▶ **Tugas yang Dikerjakan**:
1) Sebutkan semua keluhan atau gejala yang dialami pasien sesudah minum vitamin C menurut kutipan tentang efek vitamin C pada lambung.
2) Lanjutkan kutipan tentang efek vitamin C pada lambung mulai dari kalimat terakhirnya.

▶ **Kutipan Dokumen**:
▼

1. Lambung Bisa Perih
Seorang tenaga kesehatan di kota Depok dr. Iwan Dermawan S. Ked., juga menemukan banyak pasien yang mengeluhkan lambungnya perih sesudah minum vitamin C, menunjukan gejala sendawa berkepanjangan atau gejala-gejala tidak nyaman lainnya. Perlu diingat bahwa vitamin C memiliki nama lain asam askorbat.
“Sesuai namanya, maka sifatnya asam dan pada orang tertentu bisa mempengaruhi kondisi asam lambung,” tutur dr. Iwan Dermawan.

▲

▶ **Data Hasil Ekstraksi**:
▼

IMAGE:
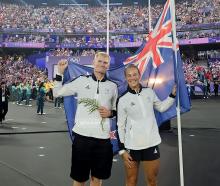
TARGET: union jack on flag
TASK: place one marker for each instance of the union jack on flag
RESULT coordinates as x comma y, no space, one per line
160,38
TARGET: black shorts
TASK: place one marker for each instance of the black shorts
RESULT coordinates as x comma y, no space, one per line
148,154
91,156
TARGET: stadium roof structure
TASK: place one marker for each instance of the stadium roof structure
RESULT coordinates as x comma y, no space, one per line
80,2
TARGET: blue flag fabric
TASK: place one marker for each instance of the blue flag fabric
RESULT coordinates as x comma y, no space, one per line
156,62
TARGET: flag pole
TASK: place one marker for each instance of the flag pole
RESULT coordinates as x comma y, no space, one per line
107,44
173,18
149,12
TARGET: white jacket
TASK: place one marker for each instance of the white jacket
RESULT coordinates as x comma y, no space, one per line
137,126
104,91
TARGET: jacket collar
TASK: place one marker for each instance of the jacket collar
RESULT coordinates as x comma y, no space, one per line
133,91
95,79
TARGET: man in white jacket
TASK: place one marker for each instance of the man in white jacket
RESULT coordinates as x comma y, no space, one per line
91,149
137,128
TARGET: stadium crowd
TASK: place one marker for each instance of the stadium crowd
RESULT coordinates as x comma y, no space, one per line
76,19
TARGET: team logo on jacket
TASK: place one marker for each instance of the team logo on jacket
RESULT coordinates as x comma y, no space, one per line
132,104
87,87
107,91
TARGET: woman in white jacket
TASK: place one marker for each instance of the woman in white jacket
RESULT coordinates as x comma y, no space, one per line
137,128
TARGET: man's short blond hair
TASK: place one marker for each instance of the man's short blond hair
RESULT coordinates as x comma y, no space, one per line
102,54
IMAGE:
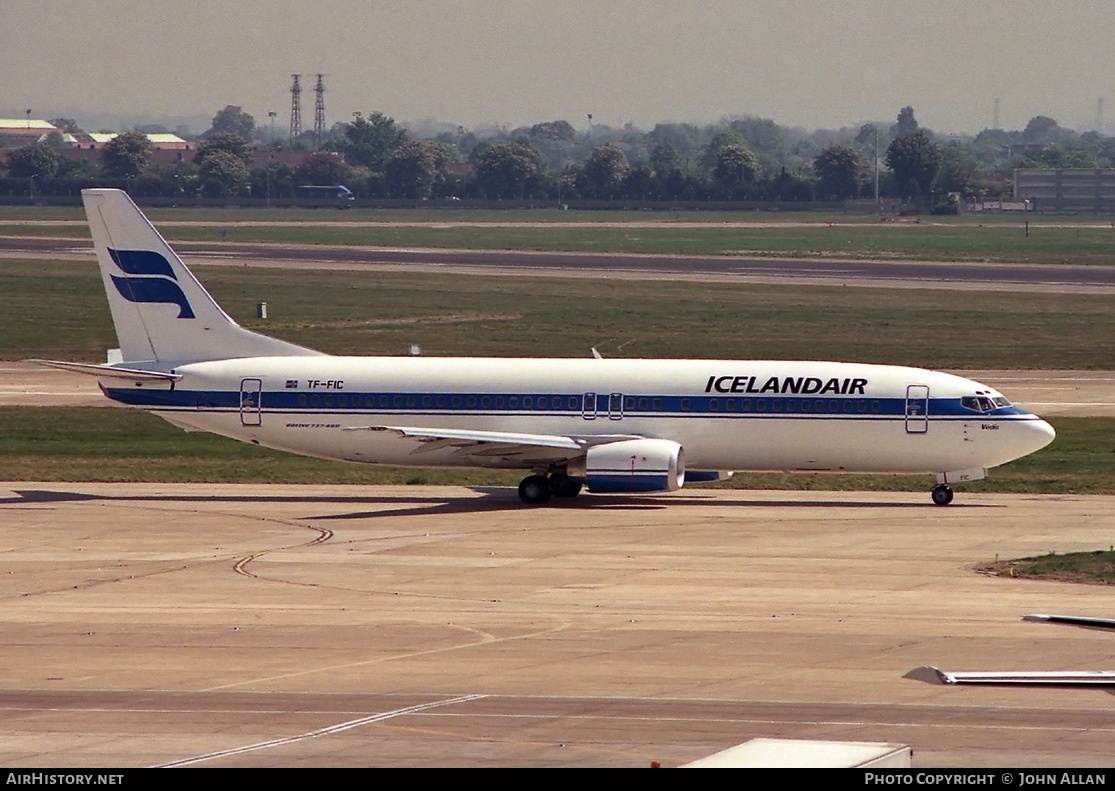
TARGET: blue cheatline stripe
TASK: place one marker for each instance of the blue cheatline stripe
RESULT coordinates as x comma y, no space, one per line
513,404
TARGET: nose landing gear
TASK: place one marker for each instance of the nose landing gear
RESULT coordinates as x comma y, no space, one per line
942,494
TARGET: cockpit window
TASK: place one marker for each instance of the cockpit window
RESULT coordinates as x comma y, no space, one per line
982,403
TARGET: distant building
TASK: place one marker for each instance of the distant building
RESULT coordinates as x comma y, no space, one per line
1064,189
19,132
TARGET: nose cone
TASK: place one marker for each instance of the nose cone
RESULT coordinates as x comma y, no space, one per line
1034,435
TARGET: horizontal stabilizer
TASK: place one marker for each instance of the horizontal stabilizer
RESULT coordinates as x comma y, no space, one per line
109,372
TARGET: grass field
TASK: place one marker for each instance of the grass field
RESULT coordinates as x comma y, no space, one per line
58,310
115,445
1093,244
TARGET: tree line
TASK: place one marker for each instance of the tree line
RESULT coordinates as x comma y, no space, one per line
740,158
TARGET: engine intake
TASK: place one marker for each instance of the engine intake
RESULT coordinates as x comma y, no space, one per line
633,465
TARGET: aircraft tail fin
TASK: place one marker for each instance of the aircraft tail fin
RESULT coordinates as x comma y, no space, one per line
163,315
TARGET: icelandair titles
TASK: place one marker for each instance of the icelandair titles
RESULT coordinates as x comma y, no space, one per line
802,385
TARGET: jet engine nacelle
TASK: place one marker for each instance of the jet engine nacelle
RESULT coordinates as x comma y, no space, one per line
633,465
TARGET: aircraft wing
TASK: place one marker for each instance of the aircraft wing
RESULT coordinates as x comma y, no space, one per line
1102,624
1103,679
512,446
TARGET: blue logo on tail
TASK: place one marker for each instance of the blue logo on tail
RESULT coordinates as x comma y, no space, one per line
153,285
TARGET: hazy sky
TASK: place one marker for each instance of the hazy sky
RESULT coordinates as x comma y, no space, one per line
807,63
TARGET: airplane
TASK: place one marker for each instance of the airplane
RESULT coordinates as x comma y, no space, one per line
607,425
1101,679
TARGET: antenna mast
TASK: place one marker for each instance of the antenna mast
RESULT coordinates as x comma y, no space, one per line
319,113
296,108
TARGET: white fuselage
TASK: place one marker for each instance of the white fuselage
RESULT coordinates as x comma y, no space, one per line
726,414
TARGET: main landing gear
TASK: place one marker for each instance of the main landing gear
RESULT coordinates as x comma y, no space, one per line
942,494
535,490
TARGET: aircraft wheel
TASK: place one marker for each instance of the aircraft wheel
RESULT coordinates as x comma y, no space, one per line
534,490
942,495
562,485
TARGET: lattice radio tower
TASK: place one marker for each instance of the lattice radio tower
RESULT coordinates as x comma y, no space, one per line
296,108
319,113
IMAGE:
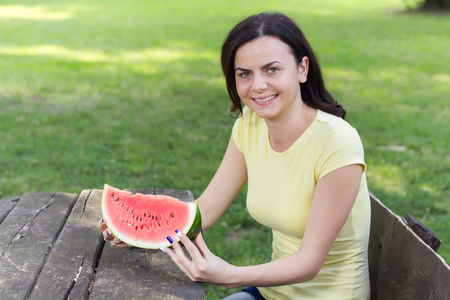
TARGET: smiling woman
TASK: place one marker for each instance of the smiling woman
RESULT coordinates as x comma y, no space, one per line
305,172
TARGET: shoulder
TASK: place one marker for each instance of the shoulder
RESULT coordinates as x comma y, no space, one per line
331,121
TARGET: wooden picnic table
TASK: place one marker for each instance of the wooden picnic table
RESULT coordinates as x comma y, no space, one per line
51,248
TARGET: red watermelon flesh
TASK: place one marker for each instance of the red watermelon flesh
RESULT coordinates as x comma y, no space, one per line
145,221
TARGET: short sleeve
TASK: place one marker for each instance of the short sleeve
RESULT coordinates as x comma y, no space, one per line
342,147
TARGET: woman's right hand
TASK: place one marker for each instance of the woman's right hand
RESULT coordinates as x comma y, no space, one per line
109,237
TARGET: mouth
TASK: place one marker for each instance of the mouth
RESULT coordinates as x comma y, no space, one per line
264,100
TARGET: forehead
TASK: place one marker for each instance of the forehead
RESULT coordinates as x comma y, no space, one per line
262,50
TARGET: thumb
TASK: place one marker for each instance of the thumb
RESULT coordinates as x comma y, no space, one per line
201,245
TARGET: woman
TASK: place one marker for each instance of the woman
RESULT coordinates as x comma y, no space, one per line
305,171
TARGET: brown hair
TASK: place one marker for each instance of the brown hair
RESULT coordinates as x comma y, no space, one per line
313,91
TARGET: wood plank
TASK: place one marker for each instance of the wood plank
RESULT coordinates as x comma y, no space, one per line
70,267
401,265
6,205
427,235
143,273
27,235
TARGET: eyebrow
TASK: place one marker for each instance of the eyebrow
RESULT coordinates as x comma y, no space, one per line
262,68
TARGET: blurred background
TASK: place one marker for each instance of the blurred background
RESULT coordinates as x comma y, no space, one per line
130,93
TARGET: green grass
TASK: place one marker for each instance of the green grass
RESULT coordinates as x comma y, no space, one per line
131,93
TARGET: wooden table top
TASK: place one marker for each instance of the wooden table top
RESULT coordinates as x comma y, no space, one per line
51,248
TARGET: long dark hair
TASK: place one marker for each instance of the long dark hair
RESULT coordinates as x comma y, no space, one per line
313,91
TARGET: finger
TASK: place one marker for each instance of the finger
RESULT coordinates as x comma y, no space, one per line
173,255
189,245
102,225
201,245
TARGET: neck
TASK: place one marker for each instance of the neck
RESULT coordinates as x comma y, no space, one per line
283,132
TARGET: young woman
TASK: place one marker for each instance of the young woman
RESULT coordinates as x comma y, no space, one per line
305,171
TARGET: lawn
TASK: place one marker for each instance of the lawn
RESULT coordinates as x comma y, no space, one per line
130,93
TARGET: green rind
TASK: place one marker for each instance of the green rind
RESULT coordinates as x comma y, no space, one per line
196,225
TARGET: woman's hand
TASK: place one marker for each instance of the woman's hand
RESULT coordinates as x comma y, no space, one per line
109,237
203,266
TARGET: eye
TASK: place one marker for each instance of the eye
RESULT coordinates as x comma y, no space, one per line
272,70
244,74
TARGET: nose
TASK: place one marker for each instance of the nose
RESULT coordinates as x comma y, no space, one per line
259,83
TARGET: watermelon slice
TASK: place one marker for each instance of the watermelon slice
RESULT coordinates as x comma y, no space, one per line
145,221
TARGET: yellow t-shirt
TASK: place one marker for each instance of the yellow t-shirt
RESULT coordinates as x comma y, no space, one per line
280,192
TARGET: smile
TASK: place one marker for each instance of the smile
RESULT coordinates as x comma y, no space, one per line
265,99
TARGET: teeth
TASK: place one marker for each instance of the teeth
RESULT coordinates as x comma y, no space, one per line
266,99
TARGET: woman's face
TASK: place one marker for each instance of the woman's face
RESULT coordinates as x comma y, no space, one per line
268,76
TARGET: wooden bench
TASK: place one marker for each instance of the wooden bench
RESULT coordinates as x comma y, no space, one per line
403,265
51,248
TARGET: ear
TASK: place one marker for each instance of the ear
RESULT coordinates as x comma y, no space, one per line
303,68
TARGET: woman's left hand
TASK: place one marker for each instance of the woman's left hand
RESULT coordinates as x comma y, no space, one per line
203,266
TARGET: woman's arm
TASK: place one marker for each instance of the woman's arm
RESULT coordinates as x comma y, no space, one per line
224,187
333,200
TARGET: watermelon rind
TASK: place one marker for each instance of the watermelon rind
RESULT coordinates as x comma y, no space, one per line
192,229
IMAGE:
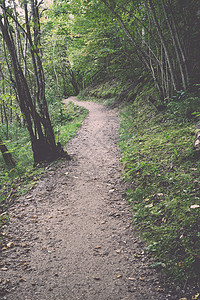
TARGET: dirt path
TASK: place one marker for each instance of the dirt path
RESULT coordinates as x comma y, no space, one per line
71,237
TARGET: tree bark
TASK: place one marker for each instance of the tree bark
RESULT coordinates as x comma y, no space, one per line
9,160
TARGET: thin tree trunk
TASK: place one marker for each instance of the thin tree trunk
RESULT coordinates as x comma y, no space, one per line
7,156
175,46
162,39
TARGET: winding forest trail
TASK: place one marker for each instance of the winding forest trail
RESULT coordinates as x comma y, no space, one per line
71,237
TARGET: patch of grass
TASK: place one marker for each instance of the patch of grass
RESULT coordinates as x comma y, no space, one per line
67,120
14,182
163,171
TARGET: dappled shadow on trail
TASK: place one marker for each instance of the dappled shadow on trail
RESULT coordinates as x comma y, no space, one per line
71,236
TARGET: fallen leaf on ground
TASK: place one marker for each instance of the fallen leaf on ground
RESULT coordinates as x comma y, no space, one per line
10,244
195,206
97,247
149,205
96,278
22,279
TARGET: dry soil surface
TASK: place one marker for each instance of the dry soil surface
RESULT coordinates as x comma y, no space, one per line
71,236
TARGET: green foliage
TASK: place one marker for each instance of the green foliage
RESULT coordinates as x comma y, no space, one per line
163,171
16,181
183,106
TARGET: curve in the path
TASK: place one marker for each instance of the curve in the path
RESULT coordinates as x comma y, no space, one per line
72,235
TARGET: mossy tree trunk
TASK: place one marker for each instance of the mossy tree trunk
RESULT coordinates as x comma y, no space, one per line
36,114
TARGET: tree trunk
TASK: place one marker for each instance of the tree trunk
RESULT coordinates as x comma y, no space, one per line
38,124
164,44
9,160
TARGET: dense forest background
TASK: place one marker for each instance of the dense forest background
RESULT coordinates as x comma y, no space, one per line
116,50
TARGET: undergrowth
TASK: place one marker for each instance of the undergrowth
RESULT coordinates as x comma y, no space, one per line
156,141
14,182
163,171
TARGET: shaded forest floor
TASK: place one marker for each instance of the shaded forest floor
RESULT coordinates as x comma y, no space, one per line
71,237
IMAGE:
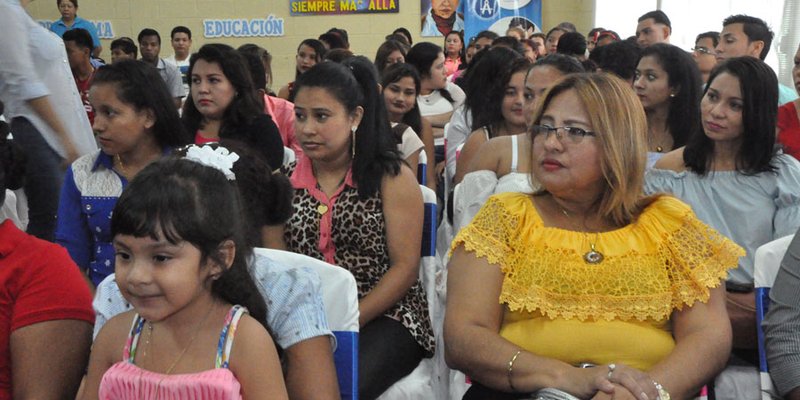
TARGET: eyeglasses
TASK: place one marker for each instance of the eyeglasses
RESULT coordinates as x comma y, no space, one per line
703,50
574,134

▲

▶ **Jawaban Berurutan**:
1)
- Lambung perih
- Sendawa berkepanjangan
- Gejala-gejala tidak nyaman lainnya

2)
2. Ketahui Pilihan Vitamin C yang Tepat
Pilihan mengonsumsi vitamin C dengan asupan suplemen untuk menjaga kesehatan secara umum setiap hari merupakan hal yang wajar dilakukan. Sebab tidak semua orang biasa atau suka makan sayur dan buah dalam jumlah yang cukup, atau kalaupun jumlahnya cukup, cara pengolahan atau kualitas makanan bisa mempengaruhi kandungan vitamin C di makanan tersebut.
Suplementasi vitamin C yang beredar juga berbeda-beda ikatannya. Ada yang bentuknya asam askorbat murni dan biasanya cenderung bereaksi meningkatkan produksi asam lambung.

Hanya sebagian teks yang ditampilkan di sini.